* start DATA LISTING *

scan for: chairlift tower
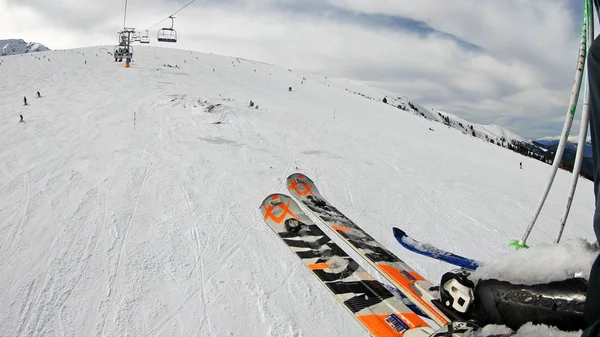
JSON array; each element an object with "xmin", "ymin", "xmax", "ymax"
[{"xmin": 113, "ymin": 28, "xmax": 135, "ymax": 68}]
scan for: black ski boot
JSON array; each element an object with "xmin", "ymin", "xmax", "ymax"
[{"xmin": 469, "ymin": 278, "xmax": 588, "ymax": 331}]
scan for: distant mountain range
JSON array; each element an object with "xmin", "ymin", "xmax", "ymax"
[
  {"xmin": 0, "ymin": 39, "xmax": 50, "ymax": 56},
  {"xmin": 385, "ymin": 96, "xmax": 593, "ymax": 180},
  {"xmin": 534, "ymin": 136, "xmax": 592, "ymax": 158}
]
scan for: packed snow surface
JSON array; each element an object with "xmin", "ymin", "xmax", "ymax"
[{"xmin": 0, "ymin": 46, "xmax": 595, "ymax": 337}]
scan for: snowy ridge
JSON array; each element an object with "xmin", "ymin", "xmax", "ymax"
[
  {"xmin": 0, "ymin": 46, "xmax": 595, "ymax": 337},
  {"xmin": 0, "ymin": 39, "xmax": 50, "ymax": 56}
]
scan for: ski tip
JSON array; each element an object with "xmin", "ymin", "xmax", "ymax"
[{"xmin": 393, "ymin": 227, "xmax": 406, "ymax": 238}]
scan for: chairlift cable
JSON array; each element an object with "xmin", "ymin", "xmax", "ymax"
[{"xmin": 146, "ymin": 0, "xmax": 196, "ymax": 30}]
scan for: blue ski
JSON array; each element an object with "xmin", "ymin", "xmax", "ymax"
[{"xmin": 394, "ymin": 227, "xmax": 482, "ymax": 270}]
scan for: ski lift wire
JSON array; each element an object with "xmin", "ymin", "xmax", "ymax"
[{"xmin": 147, "ymin": 0, "xmax": 196, "ymax": 30}]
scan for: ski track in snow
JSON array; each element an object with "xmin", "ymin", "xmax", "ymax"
[{"xmin": 0, "ymin": 46, "xmax": 594, "ymax": 337}]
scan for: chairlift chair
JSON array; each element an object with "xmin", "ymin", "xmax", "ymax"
[
  {"xmin": 156, "ymin": 16, "xmax": 177, "ymax": 42},
  {"xmin": 140, "ymin": 31, "xmax": 150, "ymax": 43}
]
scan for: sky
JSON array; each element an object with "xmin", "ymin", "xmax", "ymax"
[{"xmin": 0, "ymin": 0, "xmax": 583, "ymax": 139}]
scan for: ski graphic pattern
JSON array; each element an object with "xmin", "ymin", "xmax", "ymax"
[
  {"xmin": 260, "ymin": 194, "xmax": 433, "ymax": 337},
  {"xmin": 287, "ymin": 173, "xmax": 450, "ymax": 326}
]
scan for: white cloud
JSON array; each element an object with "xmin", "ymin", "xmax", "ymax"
[{"xmin": 0, "ymin": 0, "xmax": 579, "ymax": 137}]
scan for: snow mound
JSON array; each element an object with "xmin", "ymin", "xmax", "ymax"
[{"xmin": 469, "ymin": 239, "xmax": 598, "ymax": 285}]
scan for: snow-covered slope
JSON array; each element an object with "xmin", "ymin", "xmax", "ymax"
[
  {"xmin": 0, "ymin": 39, "xmax": 50, "ymax": 56},
  {"xmin": 0, "ymin": 46, "xmax": 594, "ymax": 337}
]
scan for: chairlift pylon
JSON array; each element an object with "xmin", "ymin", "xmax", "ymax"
[
  {"xmin": 140, "ymin": 31, "xmax": 150, "ymax": 43},
  {"xmin": 156, "ymin": 16, "xmax": 177, "ymax": 42}
]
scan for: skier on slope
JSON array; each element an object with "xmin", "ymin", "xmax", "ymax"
[{"xmin": 433, "ymin": 20, "xmax": 600, "ymax": 337}]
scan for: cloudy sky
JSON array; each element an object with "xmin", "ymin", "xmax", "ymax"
[{"xmin": 0, "ymin": 0, "xmax": 583, "ymax": 138}]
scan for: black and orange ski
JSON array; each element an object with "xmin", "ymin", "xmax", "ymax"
[
  {"xmin": 260, "ymin": 194, "xmax": 433, "ymax": 337},
  {"xmin": 287, "ymin": 173, "xmax": 450, "ymax": 326}
]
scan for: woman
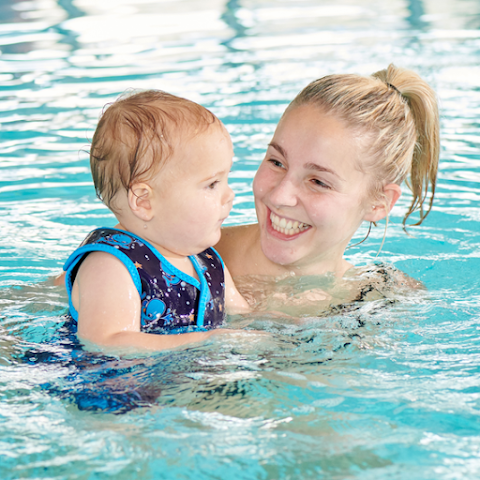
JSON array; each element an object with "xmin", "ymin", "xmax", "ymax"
[{"xmin": 216, "ymin": 65, "xmax": 439, "ymax": 313}]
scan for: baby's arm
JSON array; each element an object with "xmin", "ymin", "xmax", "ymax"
[
  {"xmin": 225, "ymin": 266, "xmax": 252, "ymax": 315},
  {"xmin": 72, "ymin": 252, "xmax": 221, "ymax": 350}
]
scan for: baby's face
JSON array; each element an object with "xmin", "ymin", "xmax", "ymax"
[{"xmin": 145, "ymin": 124, "xmax": 234, "ymax": 256}]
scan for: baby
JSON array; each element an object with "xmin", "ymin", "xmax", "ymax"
[{"xmin": 64, "ymin": 90, "xmax": 249, "ymax": 350}]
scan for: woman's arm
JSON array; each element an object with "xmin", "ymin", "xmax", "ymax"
[{"xmin": 225, "ymin": 266, "xmax": 252, "ymax": 315}]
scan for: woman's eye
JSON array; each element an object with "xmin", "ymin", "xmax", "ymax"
[
  {"xmin": 312, "ymin": 178, "xmax": 331, "ymax": 189},
  {"xmin": 268, "ymin": 158, "xmax": 284, "ymax": 168}
]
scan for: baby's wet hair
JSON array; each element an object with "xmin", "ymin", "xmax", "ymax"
[
  {"xmin": 90, "ymin": 90, "xmax": 220, "ymax": 211},
  {"xmin": 287, "ymin": 65, "xmax": 440, "ymax": 227}
]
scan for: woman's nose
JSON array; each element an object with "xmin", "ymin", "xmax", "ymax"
[{"xmin": 270, "ymin": 176, "xmax": 298, "ymax": 207}]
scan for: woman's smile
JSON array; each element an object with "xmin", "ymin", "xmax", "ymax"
[{"xmin": 267, "ymin": 210, "xmax": 312, "ymax": 240}]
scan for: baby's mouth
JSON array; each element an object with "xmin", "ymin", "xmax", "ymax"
[{"xmin": 270, "ymin": 212, "xmax": 311, "ymax": 235}]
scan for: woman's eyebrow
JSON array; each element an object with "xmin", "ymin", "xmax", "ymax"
[
  {"xmin": 268, "ymin": 142, "xmax": 288, "ymax": 159},
  {"xmin": 268, "ymin": 142, "xmax": 345, "ymax": 182},
  {"xmin": 303, "ymin": 163, "xmax": 345, "ymax": 182}
]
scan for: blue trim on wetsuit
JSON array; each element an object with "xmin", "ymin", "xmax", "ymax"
[{"xmin": 64, "ymin": 228, "xmax": 225, "ymax": 333}]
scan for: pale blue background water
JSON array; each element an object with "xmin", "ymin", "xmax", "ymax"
[{"xmin": 0, "ymin": 0, "xmax": 480, "ymax": 480}]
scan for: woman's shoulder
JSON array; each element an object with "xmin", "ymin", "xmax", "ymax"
[
  {"xmin": 215, "ymin": 224, "xmax": 258, "ymax": 270},
  {"xmin": 343, "ymin": 263, "xmax": 425, "ymax": 301}
]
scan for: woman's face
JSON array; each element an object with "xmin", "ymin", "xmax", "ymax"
[{"xmin": 253, "ymin": 105, "xmax": 373, "ymax": 272}]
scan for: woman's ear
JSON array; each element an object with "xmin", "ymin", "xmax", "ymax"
[
  {"xmin": 363, "ymin": 183, "xmax": 402, "ymax": 222},
  {"xmin": 128, "ymin": 183, "xmax": 153, "ymax": 222}
]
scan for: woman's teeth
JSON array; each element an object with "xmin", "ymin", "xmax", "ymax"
[{"xmin": 270, "ymin": 212, "xmax": 310, "ymax": 235}]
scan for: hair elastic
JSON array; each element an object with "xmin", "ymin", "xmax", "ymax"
[{"xmin": 385, "ymin": 82, "xmax": 402, "ymax": 95}]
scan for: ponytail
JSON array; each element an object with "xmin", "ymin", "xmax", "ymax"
[
  {"xmin": 287, "ymin": 65, "xmax": 440, "ymax": 228},
  {"xmin": 372, "ymin": 65, "xmax": 440, "ymax": 226}
]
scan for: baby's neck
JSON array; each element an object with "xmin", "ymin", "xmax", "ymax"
[{"xmin": 115, "ymin": 223, "xmax": 200, "ymax": 281}]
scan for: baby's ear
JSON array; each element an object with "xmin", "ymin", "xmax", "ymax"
[
  {"xmin": 363, "ymin": 183, "xmax": 402, "ymax": 222},
  {"xmin": 128, "ymin": 183, "xmax": 153, "ymax": 222}
]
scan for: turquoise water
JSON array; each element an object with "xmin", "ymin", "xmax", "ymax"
[{"xmin": 0, "ymin": 0, "xmax": 480, "ymax": 480}]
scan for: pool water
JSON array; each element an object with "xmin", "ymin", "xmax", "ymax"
[{"xmin": 0, "ymin": 0, "xmax": 480, "ymax": 480}]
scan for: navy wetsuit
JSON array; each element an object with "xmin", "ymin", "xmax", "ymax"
[{"xmin": 63, "ymin": 228, "xmax": 225, "ymax": 333}]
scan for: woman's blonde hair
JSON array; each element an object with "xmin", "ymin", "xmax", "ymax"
[{"xmin": 287, "ymin": 65, "xmax": 440, "ymax": 227}]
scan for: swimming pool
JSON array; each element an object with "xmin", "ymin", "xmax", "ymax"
[{"xmin": 0, "ymin": 0, "xmax": 480, "ymax": 480}]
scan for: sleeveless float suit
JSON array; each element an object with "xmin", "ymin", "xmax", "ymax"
[{"xmin": 63, "ymin": 228, "xmax": 225, "ymax": 334}]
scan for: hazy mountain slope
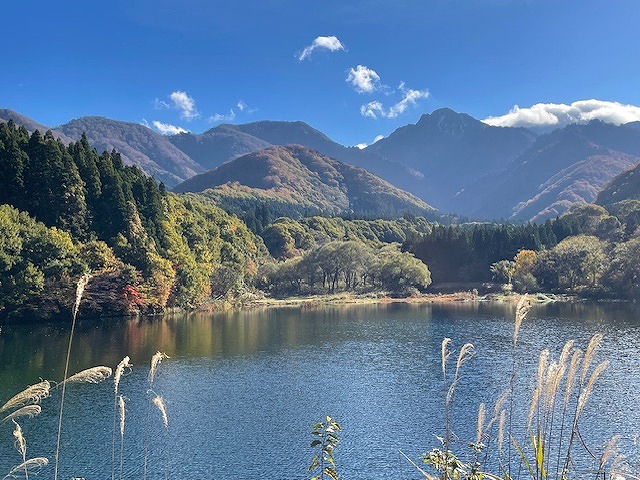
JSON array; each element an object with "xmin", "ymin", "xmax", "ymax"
[
  {"xmin": 227, "ymin": 121, "xmax": 359, "ymax": 161},
  {"xmin": 364, "ymin": 108, "xmax": 535, "ymax": 214},
  {"xmin": 58, "ymin": 117, "xmax": 204, "ymax": 187},
  {"xmin": 595, "ymin": 158, "xmax": 640, "ymax": 205},
  {"xmin": 167, "ymin": 125, "xmax": 271, "ymax": 170},
  {"xmin": 174, "ymin": 145, "xmax": 433, "ymax": 215},
  {"xmin": 459, "ymin": 122, "xmax": 640, "ymax": 220},
  {"xmin": 0, "ymin": 108, "xmax": 72, "ymax": 143},
  {"xmin": 513, "ymin": 153, "xmax": 640, "ymax": 222}
]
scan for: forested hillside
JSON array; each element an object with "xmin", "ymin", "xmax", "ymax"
[{"xmin": 0, "ymin": 122, "xmax": 266, "ymax": 318}]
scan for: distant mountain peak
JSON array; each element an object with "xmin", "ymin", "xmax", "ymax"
[{"xmin": 416, "ymin": 108, "xmax": 488, "ymax": 135}]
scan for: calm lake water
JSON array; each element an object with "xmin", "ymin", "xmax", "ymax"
[{"xmin": 0, "ymin": 304, "xmax": 640, "ymax": 480}]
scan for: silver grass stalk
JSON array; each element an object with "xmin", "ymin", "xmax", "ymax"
[
  {"xmin": 153, "ymin": 395, "xmax": 169, "ymax": 428},
  {"xmin": 53, "ymin": 275, "xmax": 91, "ymax": 480},
  {"xmin": 2, "ymin": 457, "xmax": 49, "ymax": 480},
  {"xmin": 513, "ymin": 295, "xmax": 531, "ymax": 347},
  {"xmin": 113, "ymin": 356, "xmax": 133, "ymax": 395},
  {"xmin": 73, "ymin": 274, "xmax": 91, "ymax": 318},
  {"xmin": 149, "ymin": 352, "xmax": 169, "ymax": 387},
  {"xmin": 498, "ymin": 410, "xmax": 507, "ymax": 453},
  {"xmin": 0, "ymin": 380, "xmax": 51, "ymax": 412},
  {"xmin": 454, "ymin": 343, "xmax": 475, "ymax": 381},
  {"xmin": 63, "ymin": 366, "xmax": 112, "ymax": 383},
  {"xmin": 111, "ymin": 356, "xmax": 133, "ymax": 480},
  {"xmin": 0, "ymin": 405, "xmax": 42, "ymax": 425},
  {"xmin": 118, "ymin": 395, "xmax": 125, "ymax": 480},
  {"xmin": 564, "ymin": 349, "xmax": 582, "ymax": 407},
  {"xmin": 442, "ymin": 337, "xmax": 451, "ymax": 382},
  {"xmin": 118, "ymin": 395, "xmax": 125, "ymax": 438},
  {"xmin": 544, "ymin": 362, "xmax": 560, "ymax": 413},
  {"xmin": 476, "ymin": 403, "xmax": 485, "ymax": 445},
  {"xmin": 493, "ymin": 388, "xmax": 511, "ymax": 418},
  {"xmin": 599, "ymin": 435, "xmax": 622, "ymax": 471},
  {"xmin": 13, "ymin": 420, "xmax": 27, "ymax": 462},
  {"xmin": 527, "ymin": 348, "xmax": 549, "ymax": 429},
  {"xmin": 580, "ymin": 333, "xmax": 602, "ymax": 383},
  {"xmin": 12, "ymin": 420, "xmax": 29, "ymax": 480}
]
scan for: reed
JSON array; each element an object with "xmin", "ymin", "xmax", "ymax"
[
  {"xmin": 118, "ymin": 395, "xmax": 126, "ymax": 480},
  {"xmin": 2, "ymin": 457, "xmax": 49, "ymax": 480},
  {"xmin": 111, "ymin": 356, "xmax": 133, "ymax": 480},
  {"xmin": 142, "ymin": 352, "xmax": 169, "ymax": 480},
  {"xmin": 153, "ymin": 395, "xmax": 169, "ymax": 479},
  {"xmin": 408, "ymin": 297, "xmax": 628, "ymax": 480},
  {"xmin": 0, "ymin": 380, "xmax": 51, "ymax": 413},
  {"xmin": 53, "ymin": 274, "xmax": 91, "ymax": 480}
]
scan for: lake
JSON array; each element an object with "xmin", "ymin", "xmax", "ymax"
[{"xmin": 0, "ymin": 303, "xmax": 640, "ymax": 480}]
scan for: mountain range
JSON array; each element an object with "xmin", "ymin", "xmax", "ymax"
[
  {"xmin": 0, "ymin": 109, "xmax": 640, "ymax": 221},
  {"xmin": 174, "ymin": 145, "xmax": 435, "ymax": 217}
]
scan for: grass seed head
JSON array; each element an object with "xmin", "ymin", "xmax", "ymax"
[
  {"xmin": 12, "ymin": 420, "xmax": 27, "ymax": 462},
  {"xmin": 442, "ymin": 337, "xmax": 451, "ymax": 381},
  {"xmin": 153, "ymin": 396, "xmax": 169, "ymax": 428},
  {"xmin": 0, "ymin": 405, "xmax": 42, "ymax": 425},
  {"xmin": 113, "ymin": 356, "xmax": 133, "ymax": 395},
  {"xmin": 65, "ymin": 366, "xmax": 112, "ymax": 383},
  {"xmin": 118, "ymin": 395, "xmax": 125, "ymax": 438},
  {"xmin": 513, "ymin": 295, "xmax": 531, "ymax": 347},
  {"xmin": 2, "ymin": 457, "xmax": 49, "ymax": 480},
  {"xmin": 0, "ymin": 380, "xmax": 51, "ymax": 412}
]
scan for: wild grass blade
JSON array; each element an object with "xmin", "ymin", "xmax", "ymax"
[{"xmin": 0, "ymin": 380, "xmax": 51, "ymax": 412}]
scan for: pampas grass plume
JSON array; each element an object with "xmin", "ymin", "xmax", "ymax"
[
  {"xmin": 442, "ymin": 337, "xmax": 451, "ymax": 381},
  {"xmin": 2, "ymin": 457, "xmax": 49, "ymax": 480},
  {"xmin": 0, "ymin": 405, "xmax": 42, "ymax": 425},
  {"xmin": 118, "ymin": 395, "xmax": 125, "ymax": 438},
  {"xmin": 63, "ymin": 366, "xmax": 112, "ymax": 383},
  {"xmin": 0, "ymin": 380, "xmax": 51, "ymax": 412},
  {"xmin": 513, "ymin": 295, "xmax": 531, "ymax": 347},
  {"xmin": 153, "ymin": 396, "xmax": 169, "ymax": 428},
  {"xmin": 113, "ymin": 356, "xmax": 133, "ymax": 395},
  {"xmin": 13, "ymin": 420, "xmax": 27, "ymax": 462}
]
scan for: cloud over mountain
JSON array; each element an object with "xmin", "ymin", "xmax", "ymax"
[
  {"xmin": 346, "ymin": 65, "xmax": 381, "ymax": 93},
  {"xmin": 360, "ymin": 83, "xmax": 429, "ymax": 119},
  {"xmin": 153, "ymin": 90, "xmax": 200, "ymax": 122},
  {"xmin": 152, "ymin": 120, "xmax": 189, "ymax": 135},
  {"xmin": 482, "ymin": 99, "xmax": 640, "ymax": 130}
]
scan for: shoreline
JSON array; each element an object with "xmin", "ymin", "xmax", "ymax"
[{"xmin": 204, "ymin": 292, "xmax": 588, "ymax": 312}]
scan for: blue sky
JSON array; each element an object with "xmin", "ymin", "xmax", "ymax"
[{"xmin": 0, "ymin": 0, "xmax": 640, "ymax": 145}]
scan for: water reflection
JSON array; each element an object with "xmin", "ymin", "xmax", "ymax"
[{"xmin": 0, "ymin": 303, "xmax": 640, "ymax": 479}]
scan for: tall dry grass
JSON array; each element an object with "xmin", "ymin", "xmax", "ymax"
[{"xmin": 411, "ymin": 296, "xmax": 639, "ymax": 480}]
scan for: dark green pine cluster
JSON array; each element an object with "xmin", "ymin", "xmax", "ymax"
[{"xmin": 0, "ymin": 121, "xmax": 261, "ymax": 320}]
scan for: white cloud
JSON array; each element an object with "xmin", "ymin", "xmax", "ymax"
[
  {"xmin": 482, "ymin": 99, "xmax": 640, "ymax": 130},
  {"xmin": 152, "ymin": 120, "xmax": 189, "ymax": 135},
  {"xmin": 153, "ymin": 90, "xmax": 200, "ymax": 122},
  {"xmin": 355, "ymin": 135, "xmax": 384, "ymax": 150},
  {"xmin": 169, "ymin": 90, "xmax": 200, "ymax": 121},
  {"xmin": 298, "ymin": 36, "xmax": 344, "ymax": 61},
  {"xmin": 346, "ymin": 65, "xmax": 381, "ymax": 93},
  {"xmin": 360, "ymin": 83, "xmax": 429, "ymax": 119},
  {"xmin": 153, "ymin": 98, "xmax": 171, "ymax": 110},
  {"xmin": 360, "ymin": 100, "xmax": 387, "ymax": 119},
  {"xmin": 209, "ymin": 109, "xmax": 236, "ymax": 123}
]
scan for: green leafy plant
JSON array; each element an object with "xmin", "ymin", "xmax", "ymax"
[{"xmin": 308, "ymin": 416, "xmax": 342, "ymax": 480}]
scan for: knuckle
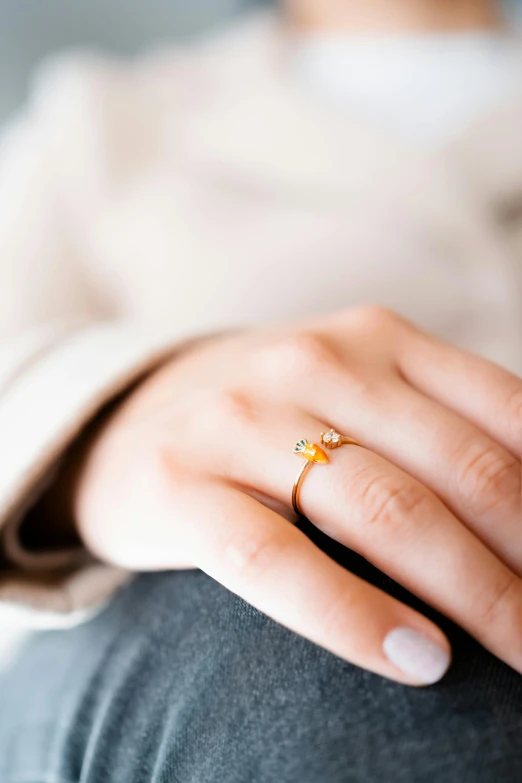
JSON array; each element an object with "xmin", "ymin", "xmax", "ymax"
[
  {"xmin": 258, "ymin": 331, "xmax": 336, "ymax": 378},
  {"xmin": 461, "ymin": 443, "xmax": 520, "ymax": 506},
  {"xmin": 185, "ymin": 389, "xmax": 258, "ymax": 443},
  {"xmin": 346, "ymin": 474, "xmax": 429, "ymax": 535},
  {"xmin": 225, "ymin": 533, "xmax": 284, "ymax": 583}
]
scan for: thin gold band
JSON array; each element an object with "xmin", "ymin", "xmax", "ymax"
[{"xmin": 292, "ymin": 460, "xmax": 314, "ymax": 517}]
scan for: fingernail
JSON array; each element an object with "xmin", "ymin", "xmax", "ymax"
[{"xmin": 383, "ymin": 628, "xmax": 451, "ymax": 685}]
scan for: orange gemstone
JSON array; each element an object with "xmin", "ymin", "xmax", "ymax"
[{"xmin": 303, "ymin": 443, "xmax": 328, "ymax": 463}]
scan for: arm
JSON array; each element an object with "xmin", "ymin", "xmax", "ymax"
[{"xmin": 0, "ymin": 55, "xmax": 185, "ymax": 625}]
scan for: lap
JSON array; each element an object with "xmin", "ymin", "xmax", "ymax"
[{"xmin": 0, "ymin": 520, "xmax": 522, "ymax": 783}]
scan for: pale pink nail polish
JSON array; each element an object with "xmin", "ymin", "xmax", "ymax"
[{"xmin": 383, "ymin": 628, "xmax": 451, "ymax": 685}]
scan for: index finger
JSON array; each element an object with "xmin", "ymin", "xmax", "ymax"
[{"xmin": 397, "ymin": 322, "xmax": 522, "ymax": 460}]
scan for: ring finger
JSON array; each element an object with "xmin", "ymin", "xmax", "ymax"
[{"xmin": 212, "ymin": 414, "xmax": 522, "ymax": 672}]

* end DATA LISTING *

GIVEN INSTRUCTION.
Pull out each line in the entries above that contains the word "baby".

FINAL RESULT.
scan for: baby's arm
scan for: baby's face
scan for: baby
scan for: baby's wet hair
scan for: baby's mouth
scan for: baby's neck
scan for: baby's ear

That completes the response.